▸ WRITTEN TASK: Count the lines in the records below that contain the word "beach", and reply with the number alone.
----
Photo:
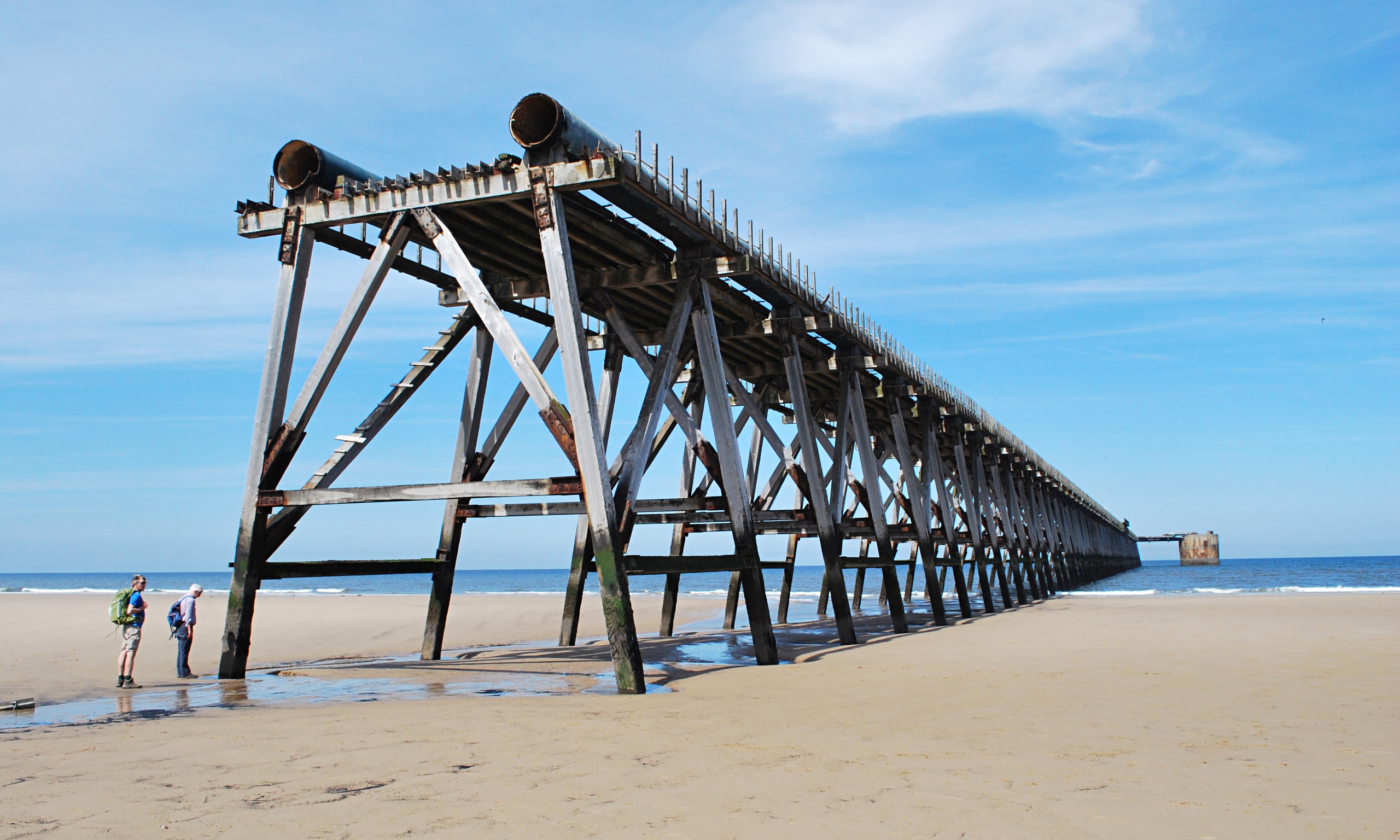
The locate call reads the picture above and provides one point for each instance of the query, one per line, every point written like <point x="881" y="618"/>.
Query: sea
<point x="1153" y="580"/>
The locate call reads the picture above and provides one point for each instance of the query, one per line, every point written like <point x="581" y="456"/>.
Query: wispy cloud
<point x="876" y="65"/>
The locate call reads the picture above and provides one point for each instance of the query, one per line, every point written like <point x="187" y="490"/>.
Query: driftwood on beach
<point x="653" y="271"/>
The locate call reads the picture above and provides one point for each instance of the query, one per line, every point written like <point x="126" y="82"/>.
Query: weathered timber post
<point x="736" y="489"/>
<point x="874" y="501"/>
<point x="465" y="464"/>
<point x="934" y="474"/>
<point x="826" y="524"/>
<point x="921" y="509"/>
<point x="272" y="399"/>
<point x="972" y="516"/>
<point x="586" y="428"/>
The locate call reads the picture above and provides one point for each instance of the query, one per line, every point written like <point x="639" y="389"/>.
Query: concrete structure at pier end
<point x="1200" y="549"/>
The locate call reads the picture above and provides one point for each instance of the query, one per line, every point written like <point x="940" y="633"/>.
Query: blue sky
<point x="1157" y="240"/>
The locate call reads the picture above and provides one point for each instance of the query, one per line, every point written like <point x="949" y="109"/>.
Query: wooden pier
<point x="629" y="264"/>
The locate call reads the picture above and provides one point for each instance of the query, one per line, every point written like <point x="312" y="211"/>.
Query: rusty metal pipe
<point x="539" y="122"/>
<point x="300" y="163"/>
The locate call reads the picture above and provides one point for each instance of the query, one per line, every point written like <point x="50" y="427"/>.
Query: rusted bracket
<point x="290" y="228"/>
<point x="710" y="458"/>
<point x="281" y="450"/>
<point x="539" y="198"/>
<point x="562" y="426"/>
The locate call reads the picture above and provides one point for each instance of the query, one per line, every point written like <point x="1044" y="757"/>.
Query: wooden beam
<point x="588" y="438"/>
<point x="688" y="563"/>
<point x="921" y="511"/>
<point x="465" y="463"/>
<point x="276" y="571"/>
<point x="272" y="398"/>
<point x="556" y="486"/>
<point x="479" y="186"/>
<point x="731" y="466"/>
<point x="876" y="506"/>
<point x="816" y="496"/>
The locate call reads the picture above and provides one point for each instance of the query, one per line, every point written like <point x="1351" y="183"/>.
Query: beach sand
<point x="1268" y="716"/>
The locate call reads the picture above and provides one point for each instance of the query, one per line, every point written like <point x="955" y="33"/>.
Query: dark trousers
<point x="183" y="653"/>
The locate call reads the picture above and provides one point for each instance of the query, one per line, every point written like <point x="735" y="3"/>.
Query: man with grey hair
<point x="185" y="633"/>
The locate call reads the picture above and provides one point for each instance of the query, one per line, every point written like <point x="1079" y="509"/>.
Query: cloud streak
<point x="876" y="65"/>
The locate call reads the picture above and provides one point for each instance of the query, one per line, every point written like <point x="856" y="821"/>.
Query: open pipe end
<point x="296" y="164"/>
<point x="536" y="121"/>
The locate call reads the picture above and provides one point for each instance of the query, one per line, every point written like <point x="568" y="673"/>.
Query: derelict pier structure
<point x="629" y="264"/>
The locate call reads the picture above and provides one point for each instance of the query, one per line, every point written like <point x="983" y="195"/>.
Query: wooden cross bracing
<point x="883" y="450"/>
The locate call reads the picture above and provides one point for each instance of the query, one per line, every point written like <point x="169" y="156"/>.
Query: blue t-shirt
<point x="139" y="605"/>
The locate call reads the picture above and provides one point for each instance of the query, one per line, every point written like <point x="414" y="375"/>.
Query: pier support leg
<point x="464" y="461"/>
<point x="272" y="404"/>
<point x="587" y="433"/>
<point x="833" y="581"/>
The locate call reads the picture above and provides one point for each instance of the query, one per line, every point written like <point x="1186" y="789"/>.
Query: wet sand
<point x="65" y="648"/>
<point x="1268" y="716"/>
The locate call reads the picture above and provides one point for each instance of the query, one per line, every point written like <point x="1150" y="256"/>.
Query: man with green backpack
<point x="129" y="614"/>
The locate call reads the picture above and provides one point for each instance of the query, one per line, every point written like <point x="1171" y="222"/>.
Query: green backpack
<point x="119" y="604"/>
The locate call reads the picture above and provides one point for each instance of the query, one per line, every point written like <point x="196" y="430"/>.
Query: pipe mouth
<point x="536" y="121"/>
<point x="296" y="164"/>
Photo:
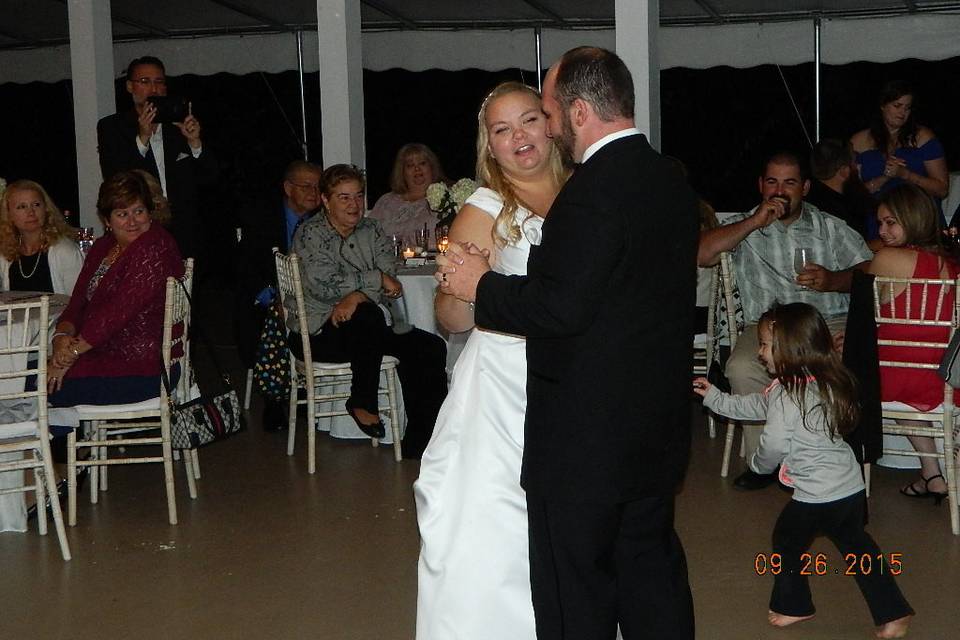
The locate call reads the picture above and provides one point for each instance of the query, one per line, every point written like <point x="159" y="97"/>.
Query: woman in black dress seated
<point x="37" y="247"/>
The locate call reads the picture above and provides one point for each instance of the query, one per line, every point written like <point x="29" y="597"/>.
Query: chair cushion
<point x="18" y="430"/>
<point x="899" y="406"/>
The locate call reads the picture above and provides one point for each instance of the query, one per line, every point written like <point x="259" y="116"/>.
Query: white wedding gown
<point x="473" y="579"/>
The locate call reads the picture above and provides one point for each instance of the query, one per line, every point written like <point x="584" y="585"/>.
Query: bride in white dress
<point x="473" y="580"/>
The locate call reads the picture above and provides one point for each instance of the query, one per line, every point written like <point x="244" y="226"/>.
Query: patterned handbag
<point x="272" y="367"/>
<point x="204" y="420"/>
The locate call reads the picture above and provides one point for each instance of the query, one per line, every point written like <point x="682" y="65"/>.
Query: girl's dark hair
<point x="803" y="349"/>
<point x="907" y="136"/>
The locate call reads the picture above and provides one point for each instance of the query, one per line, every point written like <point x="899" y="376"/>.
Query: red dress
<point x="123" y="319"/>
<point x="919" y="388"/>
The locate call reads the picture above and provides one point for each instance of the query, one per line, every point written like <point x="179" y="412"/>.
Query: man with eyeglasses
<point x="172" y="152"/>
<point x="763" y="243"/>
<point x="266" y="224"/>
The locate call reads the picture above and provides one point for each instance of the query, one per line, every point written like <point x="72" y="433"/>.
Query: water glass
<point x="85" y="239"/>
<point x="422" y="239"/>
<point x="802" y="256"/>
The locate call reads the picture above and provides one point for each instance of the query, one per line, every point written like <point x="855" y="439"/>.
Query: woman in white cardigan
<point x="37" y="247"/>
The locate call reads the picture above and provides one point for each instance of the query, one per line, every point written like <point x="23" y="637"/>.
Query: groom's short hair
<point x="599" y="77"/>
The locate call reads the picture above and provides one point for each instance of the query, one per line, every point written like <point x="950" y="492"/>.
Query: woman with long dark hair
<point x="897" y="150"/>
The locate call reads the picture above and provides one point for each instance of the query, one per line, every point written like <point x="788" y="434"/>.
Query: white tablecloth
<point x="13" y="511"/>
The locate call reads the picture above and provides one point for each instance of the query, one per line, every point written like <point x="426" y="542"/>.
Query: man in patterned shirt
<point x="762" y="243"/>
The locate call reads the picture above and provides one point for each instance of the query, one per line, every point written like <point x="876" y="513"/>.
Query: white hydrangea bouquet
<point x="446" y="201"/>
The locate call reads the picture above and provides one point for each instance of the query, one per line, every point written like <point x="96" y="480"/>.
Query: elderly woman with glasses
<point x="348" y="268"/>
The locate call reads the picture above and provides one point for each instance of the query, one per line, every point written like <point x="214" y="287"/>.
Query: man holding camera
<point x="159" y="135"/>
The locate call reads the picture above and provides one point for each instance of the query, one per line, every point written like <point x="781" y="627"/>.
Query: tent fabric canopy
<point x="234" y="36"/>
<point x="926" y="37"/>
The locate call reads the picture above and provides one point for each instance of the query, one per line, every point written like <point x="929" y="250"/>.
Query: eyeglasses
<point x="306" y="186"/>
<point x="146" y="82"/>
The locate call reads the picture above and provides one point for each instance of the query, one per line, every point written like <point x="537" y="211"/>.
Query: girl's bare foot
<point x="782" y="620"/>
<point x="895" y="628"/>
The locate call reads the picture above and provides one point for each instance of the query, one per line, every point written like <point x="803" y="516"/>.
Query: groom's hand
<point x="459" y="271"/>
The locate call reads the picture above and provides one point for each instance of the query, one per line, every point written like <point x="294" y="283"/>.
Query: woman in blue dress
<point x="895" y="149"/>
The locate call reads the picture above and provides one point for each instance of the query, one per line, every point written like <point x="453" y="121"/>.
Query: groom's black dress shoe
<point x="750" y="481"/>
<point x="375" y="430"/>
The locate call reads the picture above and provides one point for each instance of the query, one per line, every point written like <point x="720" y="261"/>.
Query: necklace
<point x="35" y="265"/>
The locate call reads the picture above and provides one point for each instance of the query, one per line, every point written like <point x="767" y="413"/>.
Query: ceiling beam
<point x="264" y="19"/>
<point x="710" y="9"/>
<point x="556" y="17"/>
<point x="117" y="16"/>
<point x="390" y="13"/>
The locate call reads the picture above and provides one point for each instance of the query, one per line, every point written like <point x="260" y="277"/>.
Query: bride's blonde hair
<point x="489" y="174"/>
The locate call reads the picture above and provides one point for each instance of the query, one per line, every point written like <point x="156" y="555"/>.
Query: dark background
<point x="719" y="121"/>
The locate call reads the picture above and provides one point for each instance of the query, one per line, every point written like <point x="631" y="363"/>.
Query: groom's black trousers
<point x="593" y="566"/>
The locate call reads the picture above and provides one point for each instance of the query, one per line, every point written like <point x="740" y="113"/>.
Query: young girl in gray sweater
<point x="808" y="407"/>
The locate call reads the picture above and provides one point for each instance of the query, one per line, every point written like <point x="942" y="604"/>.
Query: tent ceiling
<point x="45" y="23"/>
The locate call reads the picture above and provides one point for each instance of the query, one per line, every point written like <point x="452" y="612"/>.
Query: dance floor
<point x="268" y="551"/>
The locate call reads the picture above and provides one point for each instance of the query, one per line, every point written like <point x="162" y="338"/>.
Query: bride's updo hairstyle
<point x="489" y="174"/>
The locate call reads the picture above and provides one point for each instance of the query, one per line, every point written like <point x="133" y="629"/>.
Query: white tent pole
<point x="816" y="78"/>
<point x="341" y="81"/>
<point x="303" y="99"/>
<point x="637" y="28"/>
<point x="91" y="69"/>
<point x="536" y="36"/>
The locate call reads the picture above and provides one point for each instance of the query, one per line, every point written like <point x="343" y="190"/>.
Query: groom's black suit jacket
<point x="607" y="307"/>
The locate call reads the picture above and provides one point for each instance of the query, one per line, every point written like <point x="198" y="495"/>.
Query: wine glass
<point x="443" y="239"/>
<point x="802" y="256"/>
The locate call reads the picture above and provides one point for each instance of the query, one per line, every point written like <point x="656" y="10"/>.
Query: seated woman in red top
<point x="106" y="347"/>
<point x="913" y="248"/>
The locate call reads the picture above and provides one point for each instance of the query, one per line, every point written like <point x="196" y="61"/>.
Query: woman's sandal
<point x="375" y="430"/>
<point x="911" y="491"/>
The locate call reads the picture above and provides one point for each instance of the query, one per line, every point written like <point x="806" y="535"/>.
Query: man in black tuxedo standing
<point x="172" y="152"/>
<point x="607" y="306"/>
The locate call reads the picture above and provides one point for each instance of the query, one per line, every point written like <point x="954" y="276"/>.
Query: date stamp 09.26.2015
<point x="817" y="564"/>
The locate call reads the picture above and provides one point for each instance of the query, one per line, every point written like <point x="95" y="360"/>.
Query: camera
<point x="169" y="109"/>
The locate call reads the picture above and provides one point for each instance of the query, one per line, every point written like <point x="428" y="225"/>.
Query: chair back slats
<point x="924" y="303"/>
<point x="25" y="328"/>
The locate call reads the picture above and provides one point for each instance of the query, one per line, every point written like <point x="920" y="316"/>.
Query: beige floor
<point x="268" y="551"/>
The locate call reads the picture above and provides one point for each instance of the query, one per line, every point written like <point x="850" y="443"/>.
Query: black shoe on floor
<point x="750" y="481"/>
<point x="274" y="416"/>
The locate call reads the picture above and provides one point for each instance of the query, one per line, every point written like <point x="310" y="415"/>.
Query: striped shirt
<point x="763" y="261"/>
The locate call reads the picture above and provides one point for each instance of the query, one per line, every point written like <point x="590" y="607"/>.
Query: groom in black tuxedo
<point x="607" y="307"/>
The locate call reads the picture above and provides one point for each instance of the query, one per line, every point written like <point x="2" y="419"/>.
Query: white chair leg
<point x="292" y="414"/>
<point x="72" y="477"/>
<point x="394" y="418"/>
<point x="188" y="468"/>
<point x="103" y="456"/>
<point x="39" y="479"/>
<point x="249" y="389"/>
<point x="311" y="428"/>
<point x="51" y="490"/>
<point x="169" y="482"/>
<point x="94" y="434"/>
<point x="728" y="448"/>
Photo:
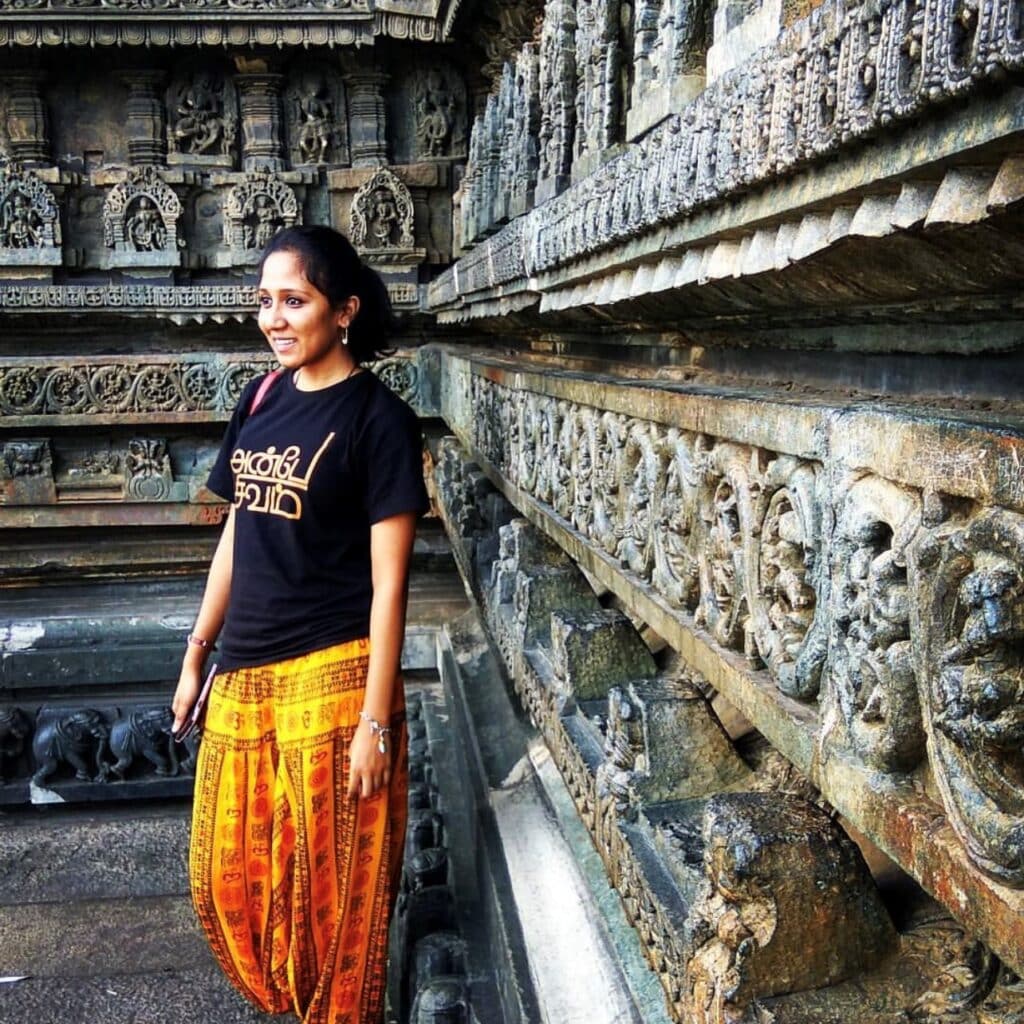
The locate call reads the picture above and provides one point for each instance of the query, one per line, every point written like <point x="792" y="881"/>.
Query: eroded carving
<point x="973" y="585"/>
<point x="873" y="676"/>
----
▸ RESULT BELOW: 2